» EXTRAIT CHOISI:
Le Maître vient toujours après l'esclave. Il prend place dans un mode de production nouveau, ce n'est pas la grandeur du maître qui fait l'infériorité de l'esclave, c'est l'impossibilité de se passer de l'esclavage comme mode de production. C'est un mode de production pourtant peu connu des égyptiens (tous n'étaient-ils pas esclaves des prêtres qui organisaient l'économie, construisaient les temples, les pyramides pharaoniques comme s'il y avait déjà du travail en trop ?) mais les peuples indo-européens, qui pratiquaient l'élevage nomade, rabaissaient leurs esclaves au rang de "bête-à-deux-pieds" valorisant les véritables hommes comme guerriers et chefs (aristos, aryens, les meilleurs) au-dessus des nécessités du travail mais prêts à risquer leur vie.

» EXERCICE: Recopiez le passage de l'extrait sur le maître et l'esclave qui va de « Le Maître vient » jusqu'à « risquer leur vie. » inclus, en remplaçant « guerriers » par « combattants ».

» DONNÉES DE L'EXERCICE:
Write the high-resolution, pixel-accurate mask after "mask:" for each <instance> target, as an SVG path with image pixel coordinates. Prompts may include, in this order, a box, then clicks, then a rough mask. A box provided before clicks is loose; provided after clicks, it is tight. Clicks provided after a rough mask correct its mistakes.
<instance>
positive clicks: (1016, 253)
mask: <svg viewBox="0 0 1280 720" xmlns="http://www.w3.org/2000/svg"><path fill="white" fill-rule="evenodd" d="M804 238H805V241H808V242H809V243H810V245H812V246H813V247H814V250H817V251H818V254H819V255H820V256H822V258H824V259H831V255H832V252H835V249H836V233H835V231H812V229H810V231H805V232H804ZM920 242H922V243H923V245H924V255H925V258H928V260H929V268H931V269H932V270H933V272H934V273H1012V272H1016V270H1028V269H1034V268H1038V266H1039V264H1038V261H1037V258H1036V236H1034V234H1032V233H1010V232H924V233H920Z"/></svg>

» EXERCICE CORRIGÉ:
Le Maître vient toujours après l'esclave. Il prend place dans un mode de production nouveau, ce n'est pas la grandeur du maître qui fait l'infériorité de l'esclave, c'est l'impossibilité de se passer de l'esclavage comme mode de production. C'est un mode de production pourtant peu connu des égyptiens (tous n'étaient-ils pas esclaves des prêtres qui organisaient l'économie, construisaient les temples, les pyramides pharaoniques comme s'il y avait déjà du travail en trop ?) mais les peuples indo-européens, qui pratiquaient l'élevage nomade, rabaissaient leurs esclaves au rang de "bête-à-deux-pieds" valorisant les véritables hommes comme combattants et chefs (aristos, aryens, les meilleurs) au-dessus des nécessités du travail mais prêts à risquer leur vie.